- RECORD LIST -
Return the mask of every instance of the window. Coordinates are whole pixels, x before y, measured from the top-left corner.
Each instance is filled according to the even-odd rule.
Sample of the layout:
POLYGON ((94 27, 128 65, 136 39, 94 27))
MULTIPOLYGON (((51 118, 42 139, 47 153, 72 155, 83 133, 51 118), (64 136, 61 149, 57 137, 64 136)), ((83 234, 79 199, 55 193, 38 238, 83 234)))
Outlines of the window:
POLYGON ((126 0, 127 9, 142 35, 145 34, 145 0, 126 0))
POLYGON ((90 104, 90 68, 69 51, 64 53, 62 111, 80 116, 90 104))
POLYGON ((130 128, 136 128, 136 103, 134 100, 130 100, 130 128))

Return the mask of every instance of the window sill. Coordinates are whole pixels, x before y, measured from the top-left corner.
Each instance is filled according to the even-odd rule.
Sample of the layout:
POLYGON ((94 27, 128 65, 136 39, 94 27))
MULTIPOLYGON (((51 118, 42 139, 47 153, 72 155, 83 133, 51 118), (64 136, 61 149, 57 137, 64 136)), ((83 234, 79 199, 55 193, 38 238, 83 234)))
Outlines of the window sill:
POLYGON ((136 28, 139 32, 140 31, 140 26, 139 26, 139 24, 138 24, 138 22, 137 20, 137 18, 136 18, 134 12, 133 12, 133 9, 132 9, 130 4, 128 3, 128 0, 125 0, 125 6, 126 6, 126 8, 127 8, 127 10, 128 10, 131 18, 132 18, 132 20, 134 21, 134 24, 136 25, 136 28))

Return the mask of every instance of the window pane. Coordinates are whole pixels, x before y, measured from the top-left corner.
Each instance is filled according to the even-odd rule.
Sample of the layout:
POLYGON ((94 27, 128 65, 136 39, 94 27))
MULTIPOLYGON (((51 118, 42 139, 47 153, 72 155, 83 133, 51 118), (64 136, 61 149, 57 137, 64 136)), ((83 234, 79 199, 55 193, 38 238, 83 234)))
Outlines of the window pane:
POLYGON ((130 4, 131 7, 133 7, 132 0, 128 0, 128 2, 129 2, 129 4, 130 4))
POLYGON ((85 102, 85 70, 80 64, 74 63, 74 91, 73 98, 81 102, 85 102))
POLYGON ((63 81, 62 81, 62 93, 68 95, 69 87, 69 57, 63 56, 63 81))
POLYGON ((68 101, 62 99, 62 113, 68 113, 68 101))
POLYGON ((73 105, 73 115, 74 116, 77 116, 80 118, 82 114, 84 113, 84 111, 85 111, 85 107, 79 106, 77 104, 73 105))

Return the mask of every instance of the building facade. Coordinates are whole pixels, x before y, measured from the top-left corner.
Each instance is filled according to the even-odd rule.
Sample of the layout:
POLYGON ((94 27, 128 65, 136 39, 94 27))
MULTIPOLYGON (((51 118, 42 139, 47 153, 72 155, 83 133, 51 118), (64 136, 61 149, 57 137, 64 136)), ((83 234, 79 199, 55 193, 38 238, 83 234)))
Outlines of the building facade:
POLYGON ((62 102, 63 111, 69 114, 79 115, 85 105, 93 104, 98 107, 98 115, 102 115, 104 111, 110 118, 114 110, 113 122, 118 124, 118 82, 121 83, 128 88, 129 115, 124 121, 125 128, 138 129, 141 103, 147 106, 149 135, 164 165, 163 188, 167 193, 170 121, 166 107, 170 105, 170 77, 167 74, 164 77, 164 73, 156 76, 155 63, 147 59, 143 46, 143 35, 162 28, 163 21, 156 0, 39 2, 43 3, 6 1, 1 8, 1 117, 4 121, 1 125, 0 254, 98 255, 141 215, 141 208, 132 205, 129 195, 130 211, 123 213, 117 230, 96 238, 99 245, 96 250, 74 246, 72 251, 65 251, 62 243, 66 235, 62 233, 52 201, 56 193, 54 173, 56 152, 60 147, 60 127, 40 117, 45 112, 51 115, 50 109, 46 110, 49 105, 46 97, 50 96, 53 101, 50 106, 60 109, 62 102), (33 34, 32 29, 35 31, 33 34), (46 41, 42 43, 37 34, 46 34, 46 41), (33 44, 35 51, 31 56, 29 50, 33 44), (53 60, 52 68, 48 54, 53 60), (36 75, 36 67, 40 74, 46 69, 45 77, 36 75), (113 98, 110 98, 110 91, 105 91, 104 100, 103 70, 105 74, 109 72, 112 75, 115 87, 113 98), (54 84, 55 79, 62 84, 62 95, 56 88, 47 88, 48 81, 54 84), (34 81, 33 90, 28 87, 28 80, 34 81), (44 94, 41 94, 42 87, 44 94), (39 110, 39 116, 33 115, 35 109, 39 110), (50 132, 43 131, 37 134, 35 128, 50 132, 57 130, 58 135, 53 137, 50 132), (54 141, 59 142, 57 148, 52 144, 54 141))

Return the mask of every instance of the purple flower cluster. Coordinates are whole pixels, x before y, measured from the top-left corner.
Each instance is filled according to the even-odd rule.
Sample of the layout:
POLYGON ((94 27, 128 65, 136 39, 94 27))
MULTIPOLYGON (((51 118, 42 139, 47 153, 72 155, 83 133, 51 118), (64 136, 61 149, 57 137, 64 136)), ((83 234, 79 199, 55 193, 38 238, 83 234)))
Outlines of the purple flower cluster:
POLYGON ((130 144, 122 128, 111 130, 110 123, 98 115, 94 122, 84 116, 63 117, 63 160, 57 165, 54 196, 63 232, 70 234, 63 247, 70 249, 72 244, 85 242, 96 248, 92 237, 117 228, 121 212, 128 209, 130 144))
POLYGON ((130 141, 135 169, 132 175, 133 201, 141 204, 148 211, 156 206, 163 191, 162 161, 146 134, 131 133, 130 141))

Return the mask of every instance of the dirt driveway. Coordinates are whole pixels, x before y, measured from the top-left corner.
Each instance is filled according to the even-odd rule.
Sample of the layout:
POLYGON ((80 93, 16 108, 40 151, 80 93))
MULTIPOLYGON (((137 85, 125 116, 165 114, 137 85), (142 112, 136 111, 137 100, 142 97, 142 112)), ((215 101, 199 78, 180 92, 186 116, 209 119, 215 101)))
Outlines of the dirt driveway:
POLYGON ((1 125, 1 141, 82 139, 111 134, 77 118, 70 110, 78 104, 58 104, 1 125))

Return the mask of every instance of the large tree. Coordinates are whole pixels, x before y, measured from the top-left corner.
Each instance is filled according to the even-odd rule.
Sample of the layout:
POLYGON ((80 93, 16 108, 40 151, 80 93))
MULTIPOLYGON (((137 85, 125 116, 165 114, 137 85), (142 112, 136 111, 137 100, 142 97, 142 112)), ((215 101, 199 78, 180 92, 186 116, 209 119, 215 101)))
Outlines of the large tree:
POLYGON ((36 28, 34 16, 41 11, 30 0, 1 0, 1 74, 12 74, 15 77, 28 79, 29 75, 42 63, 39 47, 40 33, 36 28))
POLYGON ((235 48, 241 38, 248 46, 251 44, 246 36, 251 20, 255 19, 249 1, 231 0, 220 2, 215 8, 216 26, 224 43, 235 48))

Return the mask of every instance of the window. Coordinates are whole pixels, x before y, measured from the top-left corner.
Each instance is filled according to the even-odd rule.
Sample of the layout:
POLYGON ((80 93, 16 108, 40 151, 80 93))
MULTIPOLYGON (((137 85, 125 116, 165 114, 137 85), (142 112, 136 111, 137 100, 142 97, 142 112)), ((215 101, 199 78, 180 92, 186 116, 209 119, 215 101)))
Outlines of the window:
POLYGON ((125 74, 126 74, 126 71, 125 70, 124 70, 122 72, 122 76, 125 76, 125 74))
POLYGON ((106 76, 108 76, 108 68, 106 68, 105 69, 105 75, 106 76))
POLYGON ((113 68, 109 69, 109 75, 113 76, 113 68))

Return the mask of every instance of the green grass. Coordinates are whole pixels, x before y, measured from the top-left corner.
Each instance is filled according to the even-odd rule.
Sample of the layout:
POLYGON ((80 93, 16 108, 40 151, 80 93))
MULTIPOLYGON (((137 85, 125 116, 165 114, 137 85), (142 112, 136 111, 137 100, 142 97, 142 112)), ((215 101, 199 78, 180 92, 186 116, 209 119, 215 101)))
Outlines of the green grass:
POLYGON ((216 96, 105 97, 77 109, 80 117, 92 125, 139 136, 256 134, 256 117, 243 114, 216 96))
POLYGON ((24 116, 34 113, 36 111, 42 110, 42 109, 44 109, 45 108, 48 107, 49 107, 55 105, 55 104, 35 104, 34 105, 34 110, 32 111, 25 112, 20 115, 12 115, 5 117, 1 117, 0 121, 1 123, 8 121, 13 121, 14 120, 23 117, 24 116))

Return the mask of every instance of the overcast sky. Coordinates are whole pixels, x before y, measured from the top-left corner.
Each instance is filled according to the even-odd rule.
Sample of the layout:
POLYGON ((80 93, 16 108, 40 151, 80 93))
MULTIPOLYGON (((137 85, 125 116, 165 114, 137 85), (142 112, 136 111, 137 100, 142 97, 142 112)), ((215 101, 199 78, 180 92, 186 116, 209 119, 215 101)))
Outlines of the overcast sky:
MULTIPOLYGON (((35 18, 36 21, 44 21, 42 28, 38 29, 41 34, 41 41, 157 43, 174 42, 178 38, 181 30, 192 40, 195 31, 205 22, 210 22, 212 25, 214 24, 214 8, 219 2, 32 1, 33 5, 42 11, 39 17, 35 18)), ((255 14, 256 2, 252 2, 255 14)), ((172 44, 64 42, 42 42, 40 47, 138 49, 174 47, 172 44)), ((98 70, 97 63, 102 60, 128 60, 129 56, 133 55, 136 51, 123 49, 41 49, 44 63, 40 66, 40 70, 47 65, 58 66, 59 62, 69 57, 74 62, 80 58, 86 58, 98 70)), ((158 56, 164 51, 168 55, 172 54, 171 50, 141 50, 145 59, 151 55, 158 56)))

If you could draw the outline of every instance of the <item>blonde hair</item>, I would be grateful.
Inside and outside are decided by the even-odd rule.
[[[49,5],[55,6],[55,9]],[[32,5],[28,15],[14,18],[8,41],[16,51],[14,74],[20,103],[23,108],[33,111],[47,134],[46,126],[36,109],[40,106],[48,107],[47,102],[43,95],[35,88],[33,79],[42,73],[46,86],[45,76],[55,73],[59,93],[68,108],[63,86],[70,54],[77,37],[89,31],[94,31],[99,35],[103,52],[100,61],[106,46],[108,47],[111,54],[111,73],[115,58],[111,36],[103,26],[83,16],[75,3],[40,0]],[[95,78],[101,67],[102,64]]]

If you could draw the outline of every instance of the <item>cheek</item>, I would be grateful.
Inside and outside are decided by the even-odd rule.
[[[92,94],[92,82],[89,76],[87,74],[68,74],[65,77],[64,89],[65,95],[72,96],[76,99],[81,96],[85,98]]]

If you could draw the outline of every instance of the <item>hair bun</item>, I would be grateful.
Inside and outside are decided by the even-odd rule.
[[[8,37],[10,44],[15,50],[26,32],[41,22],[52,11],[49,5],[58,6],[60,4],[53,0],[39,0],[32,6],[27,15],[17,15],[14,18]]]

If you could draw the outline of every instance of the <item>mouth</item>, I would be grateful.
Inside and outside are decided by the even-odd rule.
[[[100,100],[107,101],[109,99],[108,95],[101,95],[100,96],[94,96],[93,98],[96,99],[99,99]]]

- TO DO -
Reproduce word for word everything from the start of the listing down to the line containing "POLYGON ((130 128, 136", and include that line.

- PROBLEM SOLUTION -
Return the mask of every instance of the window. Coordinates are whole pixels, x before y, measured from the top-left corner.
Each instance is filled according to the even-odd rule.
Sample of the layout:
POLYGON ((94 27, 128 65, 136 39, 94 27))
MULTIPOLYGON (((51 118, 42 139, 47 153, 72 155, 83 133, 51 118), (64 136, 61 149, 57 137, 64 136)), ((83 234, 79 199, 55 193, 38 238, 83 234)))
Outlines of the window:
POLYGON ((126 0, 127 9, 142 35, 145 34, 145 0, 126 0))
POLYGON ((90 104, 90 68, 69 51, 64 53, 62 111, 80 116, 90 104))
POLYGON ((130 128, 136 128, 136 103, 134 100, 130 100, 130 128))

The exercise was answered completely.